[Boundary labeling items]
----------------------------------------

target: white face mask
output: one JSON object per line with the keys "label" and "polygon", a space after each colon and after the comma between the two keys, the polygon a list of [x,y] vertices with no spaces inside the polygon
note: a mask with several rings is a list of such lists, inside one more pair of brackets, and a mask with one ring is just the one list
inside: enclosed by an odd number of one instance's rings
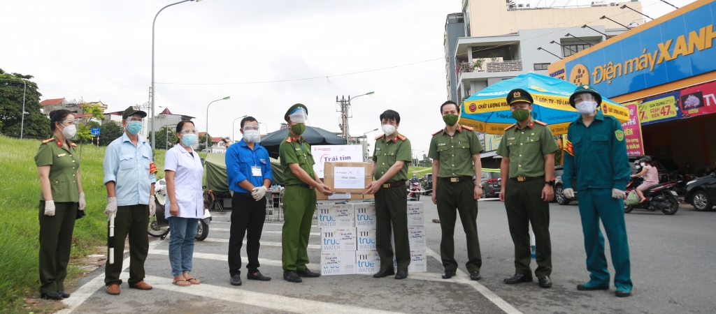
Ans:
{"label": "white face mask", "polygon": [[596,114],[596,102],[582,102],[576,104],[577,110],[582,114],[593,116]]}
{"label": "white face mask", "polygon": [[392,125],[384,124],[382,127],[383,129],[383,133],[386,135],[392,135],[393,133],[395,133],[395,127],[393,127]]}
{"label": "white face mask", "polygon": [[64,135],[65,138],[71,139],[72,137],[74,137],[74,135],[76,135],[77,134],[77,127],[74,126],[74,124],[68,125],[67,127],[64,127],[64,129],[62,129],[62,135]]}
{"label": "white face mask", "polygon": [[261,137],[258,134],[258,131],[255,129],[247,129],[243,131],[243,142],[250,143],[258,143],[261,142]]}

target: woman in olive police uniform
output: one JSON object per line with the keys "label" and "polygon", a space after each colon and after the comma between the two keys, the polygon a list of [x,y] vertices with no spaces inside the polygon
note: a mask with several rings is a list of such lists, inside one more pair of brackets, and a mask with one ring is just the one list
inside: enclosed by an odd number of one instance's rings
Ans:
{"label": "woman in olive police uniform", "polygon": [[52,138],[42,141],[35,155],[39,174],[40,294],[43,298],[69,298],[64,292],[72,230],[77,210],[84,210],[79,181],[79,159],[68,139],[77,133],[74,116],[67,110],[50,112]]}

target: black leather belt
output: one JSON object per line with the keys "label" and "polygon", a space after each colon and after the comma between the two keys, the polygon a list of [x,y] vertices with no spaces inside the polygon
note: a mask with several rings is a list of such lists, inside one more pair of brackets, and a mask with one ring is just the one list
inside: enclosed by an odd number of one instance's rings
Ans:
{"label": "black leather belt", "polygon": [[465,181],[472,181],[472,177],[440,177],[441,181],[445,181],[448,182],[463,182]]}
{"label": "black leather belt", "polygon": [[380,187],[387,189],[388,187],[400,187],[401,185],[405,185],[405,181],[396,181],[395,182],[386,183],[381,185]]}
{"label": "black leather belt", "polygon": [[522,181],[529,181],[531,180],[535,180],[535,179],[539,179],[539,178],[544,179],[544,177],[543,176],[543,177],[521,177],[521,176],[520,176],[520,177],[511,177],[510,180],[513,180],[513,181],[520,181],[520,182],[522,182]]}

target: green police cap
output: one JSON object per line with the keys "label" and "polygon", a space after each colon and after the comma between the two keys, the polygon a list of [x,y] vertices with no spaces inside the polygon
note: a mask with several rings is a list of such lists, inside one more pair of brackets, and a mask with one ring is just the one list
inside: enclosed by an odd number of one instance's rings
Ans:
{"label": "green police cap", "polygon": [[527,91],[521,88],[516,88],[507,94],[507,104],[512,104],[518,102],[529,102],[531,104],[534,100],[532,99],[532,95]]}
{"label": "green police cap", "polygon": [[289,108],[289,110],[286,112],[286,114],[284,114],[284,119],[286,120],[286,122],[288,122],[289,115],[291,114],[294,112],[294,110],[296,110],[298,108],[303,108],[304,110],[306,110],[306,114],[309,114],[309,109],[306,108],[306,106],[304,105],[304,104],[296,104],[293,106],[291,106],[291,108]]}
{"label": "green police cap", "polygon": [[122,114],[122,119],[127,119],[127,117],[132,117],[136,114],[141,114],[142,118],[147,117],[147,113],[140,110],[138,107],[130,106],[129,108],[125,109],[125,113]]}
{"label": "green police cap", "polygon": [[572,95],[569,97],[569,104],[572,107],[575,106],[574,98],[576,97],[577,94],[580,93],[589,93],[594,95],[594,98],[596,99],[596,106],[599,107],[601,104],[601,95],[599,95],[599,92],[594,89],[592,87],[589,85],[581,85],[578,86],[576,89],[574,89],[574,92]]}

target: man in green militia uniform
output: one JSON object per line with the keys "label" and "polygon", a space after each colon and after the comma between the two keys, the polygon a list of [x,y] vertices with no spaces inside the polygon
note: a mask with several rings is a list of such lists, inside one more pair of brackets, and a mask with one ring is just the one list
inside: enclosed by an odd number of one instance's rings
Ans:
{"label": "man in green militia uniform", "polygon": [[[510,234],[515,243],[515,275],[505,283],[531,283],[529,225],[535,234],[539,286],[550,288],[552,244],[549,237],[549,202],[554,197],[554,153],[557,143],[547,124],[531,117],[532,96],[521,89],[507,95],[517,123],[505,129],[497,154],[502,156],[502,191]],[[505,180],[505,178],[509,177]]]}
{"label": "man in green militia uniform", "polygon": [[[386,110],[380,114],[380,124],[384,135],[375,138],[372,174],[375,181],[366,187],[366,193],[375,195],[375,247],[380,256],[380,270],[373,277],[382,278],[395,274],[395,279],[405,279],[410,265],[405,191],[407,167],[412,160],[410,141],[398,134],[400,115],[397,112]],[[391,225],[395,232],[397,273],[393,271]]]}
{"label": "man in green militia uniform", "polygon": [[284,170],[286,192],[284,193],[284,212],[286,222],[281,235],[281,260],[284,280],[301,282],[301,277],[315,278],[306,267],[309,263],[309,235],[311,220],[316,208],[316,191],[330,195],[331,189],[314,173],[311,146],[301,136],[306,130],[308,109],[296,104],[286,112],[284,119],[289,124],[289,137],[279,146],[279,159]]}
{"label": "man in green militia uniform", "polygon": [[[468,242],[468,263],[470,279],[479,280],[483,260],[478,240],[478,199],[483,196],[482,183],[475,185],[475,178],[482,177],[480,153],[483,145],[472,127],[460,126],[460,110],[458,104],[448,101],[440,106],[445,127],[432,134],[427,157],[432,158],[432,203],[437,205],[442,237],[440,258],[445,273],[442,279],[453,278],[458,270],[455,260],[455,222],[460,213]],[[474,166],[473,166],[474,163]]]}

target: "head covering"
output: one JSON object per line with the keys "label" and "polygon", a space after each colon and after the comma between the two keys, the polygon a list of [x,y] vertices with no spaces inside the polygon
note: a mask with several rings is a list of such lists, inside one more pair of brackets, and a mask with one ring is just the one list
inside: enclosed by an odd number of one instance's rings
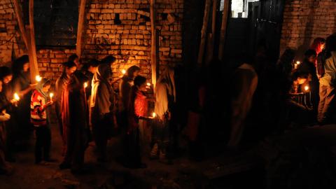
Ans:
{"label": "head covering", "polygon": [[93,76],[91,83],[91,99],[90,107],[94,107],[96,103],[97,92],[101,83],[106,83],[108,85],[108,79],[111,76],[111,66],[109,64],[100,64],[98,66],[98,71]]}
{"label": "head covering", "polygon": [[156,83],[154,111],[160,118],[169,111],[169,100],[175,102],[176,99],[174,75],[174,69],[166,68]]}
{"label": "head covering", "polygon": [[43,78],[40,82],[37,83],[37,85],[36,88],[37,91],[38,91],[38,92],[40,92],[44,98],[48,97],[48,93],[43,92],[43,88],[44,87],[44,85],[48,81],[50,81],[48,79]]}

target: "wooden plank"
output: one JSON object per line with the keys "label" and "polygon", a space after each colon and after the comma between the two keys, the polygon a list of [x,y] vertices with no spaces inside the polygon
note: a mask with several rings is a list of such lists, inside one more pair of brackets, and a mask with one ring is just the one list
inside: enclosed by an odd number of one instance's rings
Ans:
{"label": "wooden plank", "polygon": [[36,80],[35,77],[39,75],[38,66],[37,64],[36,46],[35,44],[35,29],[34,25],[34,0],[29,0],[29,31],[30,31],[30,47],[31,55],[29,56],[30,62],[30,76],[31,83],[35,83]]}
{"label": "wooden plank", "polygon": [[157,69],[158,69],[158,31],[156,31],[156,11],[155,0],[150,0],[150,26],[151,26],[151,66],[152,66],[152,83],[155,89],[156,85]]}
{"label": "wooden plank", "polygon": [[227,18],[229,16],[229,6],[231,0],[224,1],[224,9],[223,10],[222,25],[220,27],[220,38],[219,41],[218,59],[223,60],[224,56],[224,48],[225,46],[226,28],[227,25]]}
{"label": "wooden plank", "polygon": [[197,63],[202,65],[203,62],[203,56],[204,55],[205,44],[206,42],[206,31],[208,29],[209,18],[210,17],[210,8],[211,6],[211,0],[206,0],[205,1],[204,16],[203,18],[203,27],[202,27],[201,43],[200,45],[200,50],[198,52]]}
{"label": "wooden plank", "polygon": [[18,24],[19,24],[20,32],[21,34],[21,36],[22,37],[23,42],[26,46],[26,48],[28,49],[28,39],[27,38],[27,33],[26,29],[24,28],[24,24],[22,20],[22,10],[20,4],[18,0],[13,0],[13,3],[14,4],[14,10],[15,12],[16,18],[18,20]]}
{"label": "wooden plank", "polygon": [[78,26],[77,27],[77,43],[76,46],[76,51],[79,58],[80,58],[80,55],[82,55],[82,36],[83,31],[84,20],[85,18],[85,5],[86,0],[80,0],[80,4],[79,6]]}
{"label": "wooden plank", "polygon": [[206,56],[205,63],[208,65],[214,59],[214,49],[215,46],[216,37],[216,18],[217,18],[217,5],[218,0],[214,0],[212,5],[212,18],[211,18],[211,32],[209,33],[208,45],[206,48]]}

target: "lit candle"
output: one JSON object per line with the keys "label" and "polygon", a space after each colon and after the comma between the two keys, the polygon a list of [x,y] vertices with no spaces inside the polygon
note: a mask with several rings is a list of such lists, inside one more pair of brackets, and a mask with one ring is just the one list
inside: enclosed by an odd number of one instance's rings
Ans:
{"label": "lit candle", "polygon": [[52,101],[52,97],[53,96],[54,96],[54,93],[50,92],[50,94],[49,94],[49,97],[50,97],[50,101]]}
{"label": "lit candle", "polygon": [[126,70],[125,69],[122,69],[121,71],[121,73],[122,74],[122,75],[125,75],[125,74],[126,74]]}
{"label": "lit candle", "polygon": [[19,97],[19,94],[18,94],[18,93],[14,93],[14,99],[17,101],[19,101],[20,100],[20,97]]}
{"label": "lit candle", "polygon": [[42,80],[42,78],[40,76],[36,76],[35,77],[35,79],[36,80],[37,82],[40,82]]}

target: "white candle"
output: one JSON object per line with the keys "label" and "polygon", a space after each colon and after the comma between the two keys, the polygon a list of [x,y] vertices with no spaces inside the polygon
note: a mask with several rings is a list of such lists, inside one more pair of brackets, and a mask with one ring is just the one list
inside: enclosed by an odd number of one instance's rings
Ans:
{"label": "white candle", "polygon": [[50,94],[49,94],[49,97],[50,97],[50,101],[52,101],[52,97],[54,97],[54,93],[50,92]]}
{"label": "white candle", "polygon": [[19,94],[18,94],[18,93],[14,93],[14,99],[17,101],[19,101],[20,100],[20,97],[19,97]]}
{"label": "white candle", "polygon": [[42,78],[40,76],[36,76],[35,77],[35,79],[36,80],[37,82],[40,82],[42,80]]}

----------------------------------------

# [Exercise objective]
Locate every line in the data above that contains the string "white", and copy each such line in full.

# [Task answer]
target: white face mask
{"label": "white face mask", "polygon": [[596,114],[596,102],[582,102],[576,104],[577,110],[582,114],[593,116]]}
{"label": "white face mask", "polygon": [[392,125],[384,124],[382,127],[383,129],[383,133],[386,135],[392,135],[393,133],[395,133],[395,127],[393,127]]}
{"label": "white face mask", "polygon": [[64,135],[65,138],[71,139],[72,137],[74,137],[74,135],[76,135],[77,134],[77,127],[74,126],[74,124],[68,125],[67,127],[64,127],[64,129],[62,129],[62,135]]}
{"label": "white face mask", "polygon": [[261,137],[258,134],[258,131],[255,129],[247,129],[243,131],[243,142],[250,143],[258,143],[261,142]]}
target: "white candle"
{"label": "white candle", "polygon": [[50,94],[49,94],[49,97],[50,97],[50,101],[52,101],[52,97],[54,97],[54,93],[50,92]]}
{"label": "white candle", "polygon": [[19,94],[18,94],[18,93],[14,93],[14,99],[17,101],[19,101],[20,100],[20,97],[19,97]]}
{"label": "white candle", "polygon": [[42,78],[40,76],[36,76],[35,77],[35,79],[36,80],[37,82],[40,82],[42,80]]}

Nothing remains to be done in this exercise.